A minha partilha provém da experiência e da consciência de compreender quão profundo é o patriarcado na nossa estrutura social, com aspectos explícitos e tantos outros que aparecem sutilmente, sendo inclusive questionados. O patriarcado esta lá, está enraizado na vida humana. E por conta da minha atuação e estudos no campo da colaboração, além de um certo otimismo que gera a energia para seguir cocriando e acreditando que é possível uma sociedade melhor, isso por vezes me impediu de ver a desigualdade em ambientes ditos (e não praticados) igualitários.
Levei um tempo para me dar conta disso, pois tinha a crença de que em ambientes colaborativos eu estaria a salvo. É também um desafio aceitar a realidade quando é sutil, mas torna-se impossível velar uma manifestação direta. Em vários grupos, principalmente em culturas europeias, o meu valor dependia de estar com um homem branco ao meu lado compartilhando as responsabilidades, em vez do meu próprio trabalho.
Como se manifesta o patriarcado nesse caso? Todos os meus méritos são julgados como um aproveitamento e uso da relação, desconsiderando a minha experiência e contribuições. E esse é só um entre tantos tipos de julgamentos vividos.
Outra manifestação visível é de que quando tudo ocorre bem é mérito do homem branco. Mas se algo não é suficientemente bom, a responsabilidade é minha, mulher latina parda. O mesmo para o mérito: concedido de uma forma no privado e, muito sutilmente, quase imperceptível, aos olhos dos outros.
Particularmente, considerando o contexto de colaboração e a intenção de criar um mundo melhor, me parecia inexistente um comportamento preconceituoso em tais espaços ou equipes. Mas há. É sutil, profundo e não menos doloroso.
Essas reflexões não se resumem em ver o padrões externos sobre mim, mas de olhar para dentro e enxergar esses mesmos sintomas. Quando isso acontece? Quando eu super valorizo o masculino ao meu lado, principalmente em relações de trabalho. Há algo interno que diz que só poderei ser escutada se houver um homem ao meu lado. Percebo a autodesvalorização sutil que gera insegurança, muitas vezes dando o mérito ao masculino e desconsiderando o meu.

[Trechos de dados]

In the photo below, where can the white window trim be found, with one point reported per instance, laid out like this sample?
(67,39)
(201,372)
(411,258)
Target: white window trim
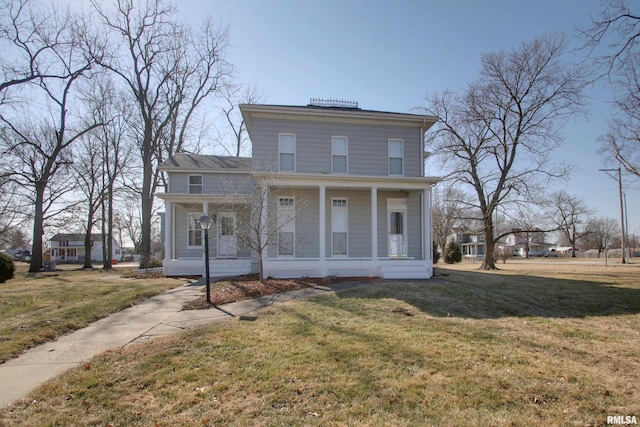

**O que fazer**
- 1) Segundo o relato sobre o patriarcado em ambientes colaborativos, a quem cabe a responsabilidade quando algo não é suficientemente bom?
- 2) Dê continuidade ao relato sobre o patriarcado em ambientes colaborativos a partir do ponto em que ele termina.

**Respostas dos exercícios**
- 1) A responsabilidade cabe a quem narra, que se descreve como mulher latina parda.

- 2)
Superação
Trabalhando com homens em diversos contextos, sendo filha, irmã e esposa, eu reconheço que tudo vem de uma profunda dor. Por conta de toda a história humana, os homens também sofrem. Eles não conseguem conectar-se com a própria vulnerabilidade, para viver a vida como ser humano que sente dor, que é vulnerável, que se supera e aprende. Assim quem sabe os homens poderão ser homens humanos com todo seu potencial ao invés de invalidar e oprimir outra pessoa para se sentir seguro.
De forma alguma essas reflexões são para acusar o masculino como a causa de todas as mazelas do mundo. Os homens são contemporaneamente tão vítimas quanto as mulheres, pois perpetuam um padrão que se manifesta também no feminino. Muitas perpetuam padrões patriarcais quando jogam os filhos contra os pais, não permitem que filhos homens executem tarefas domésticas, bem como quando assumem responsabilidades que são deles próprios.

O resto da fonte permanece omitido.